Text provided —
Learn about alcoholism
Alcohol Addiction – Do you drink more than intended? Or spend a lot of time drinking or recovering from hangovers? Several alcoholics believe that once they are sober for a week or a few months, that their life is addiction free.
Nothing could be further from the truth.
Relapse is part of the recovery process. Addiction is a chronic disease; evidence shows that roughly 90% of people with alcoholism will relapse within four years after completing treatment according to the National Institute on Alcohol Abuse and Alcoholism.
In America, 30 percent of the population have had an alcohol use disorder. It is no secret that America has a drinking problem. There are several symptoms, complications, treatments, and ways to prevent addiction. Drugs affect everyone differently; some people may be genetically predisposed to addictive behavior while others use alcohol as an umbrella to escape reality.
There is a particular class of alcoholism known as high-functioning alcoholism. People who are high-functioning alcoholics are capable of keeping their addiction undercover– from interfering in their professional and personal lives. High-functioning alcoholics seldom realize they have a problem until they face severe alcohol-related consequences, such as driving under the influence. The threat of high-functioning alcoholism is that it can continue for years without a person ever admitting they have a problem. When someone loses control of their drinking habits, the dwindling spiral may end in illness, incarceration, tearing apart families, or death.
The pleasurable effects of alcohol are undeniable. When someone begins drinking, they will feel a sense of comfort, appear over-confident, happy, and more sociable than usual. What is so addictive about alcohol, is that it makes it easy to forget about the adverse effects: slowed reflexes, reduced coordination, warped thinking, poor judgment, impaired memory, and reduced motor functions.

Brief 1 — In one to three sentences, explain why the text on alcoholism calls high-functioning alcoholism a threat.
Brief 2 — Reproduce word for word the part of the text on alcoholism between "Relapse is part" and "to escape reality.", inclusive.
The records have no connection to the text on alcoholism.

[Collected data entries]
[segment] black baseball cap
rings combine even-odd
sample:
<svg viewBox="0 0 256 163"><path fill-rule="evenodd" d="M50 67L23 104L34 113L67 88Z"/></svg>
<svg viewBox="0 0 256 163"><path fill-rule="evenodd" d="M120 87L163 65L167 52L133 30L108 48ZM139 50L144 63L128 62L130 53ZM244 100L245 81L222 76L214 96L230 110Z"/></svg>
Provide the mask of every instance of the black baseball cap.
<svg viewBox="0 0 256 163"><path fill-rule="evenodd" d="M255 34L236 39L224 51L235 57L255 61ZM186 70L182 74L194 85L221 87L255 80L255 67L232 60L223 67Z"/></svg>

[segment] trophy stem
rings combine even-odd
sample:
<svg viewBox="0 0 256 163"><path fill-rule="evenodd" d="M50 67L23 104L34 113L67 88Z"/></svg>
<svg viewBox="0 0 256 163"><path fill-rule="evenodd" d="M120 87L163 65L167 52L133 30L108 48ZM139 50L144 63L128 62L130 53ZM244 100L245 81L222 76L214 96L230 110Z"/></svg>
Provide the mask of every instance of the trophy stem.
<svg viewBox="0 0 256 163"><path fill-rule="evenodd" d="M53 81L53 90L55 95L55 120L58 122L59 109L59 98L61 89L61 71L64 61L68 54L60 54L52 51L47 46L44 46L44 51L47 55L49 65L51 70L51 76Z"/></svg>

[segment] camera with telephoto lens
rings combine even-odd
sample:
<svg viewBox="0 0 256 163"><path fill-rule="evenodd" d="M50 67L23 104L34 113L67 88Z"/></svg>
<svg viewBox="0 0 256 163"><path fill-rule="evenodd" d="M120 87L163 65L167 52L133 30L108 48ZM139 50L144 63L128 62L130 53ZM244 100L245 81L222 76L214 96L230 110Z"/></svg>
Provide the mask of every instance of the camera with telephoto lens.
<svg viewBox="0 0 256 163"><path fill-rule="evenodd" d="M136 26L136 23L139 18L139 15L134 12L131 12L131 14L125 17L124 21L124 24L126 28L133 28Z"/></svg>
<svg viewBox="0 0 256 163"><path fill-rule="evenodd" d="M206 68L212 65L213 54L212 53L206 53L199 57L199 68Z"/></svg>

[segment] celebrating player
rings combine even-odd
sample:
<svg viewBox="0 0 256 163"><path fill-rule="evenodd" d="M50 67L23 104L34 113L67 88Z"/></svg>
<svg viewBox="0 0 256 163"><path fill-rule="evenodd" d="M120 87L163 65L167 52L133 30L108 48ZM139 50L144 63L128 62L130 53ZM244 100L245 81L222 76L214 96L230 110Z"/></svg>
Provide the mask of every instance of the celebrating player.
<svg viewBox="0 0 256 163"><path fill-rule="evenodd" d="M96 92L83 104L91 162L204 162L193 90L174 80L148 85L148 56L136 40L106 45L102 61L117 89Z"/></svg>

Worked solution 1 — High-functioning alcoholism is a threat because it can continue for years without the person ever admitting they have a problem. These drinkers keep their addiction from interfering with their professional and personal lives, so they seldom realize there is a problem until they face severe alcohol-related consequences, such as driving under the influence.

Worked solution 2 —
Relapse is part of the recovery process. Addiction is a chronic disease; evidence shows that roughly 90% of people with alcoholism will relapse within four years after completing treatment according to the National Institute on Alcohol Abuse and Alcoholism.
In America, 30 percent of the population have had an alcohol use disorder. It is no secret that America has a drinking problem. There are several symptoms, complications, treatments, and ways to prevent addiction. Drugs affect everyone differently; some people may be genetically predisposed to addictive behavior while others use alcohol as an umbrella to escape reality.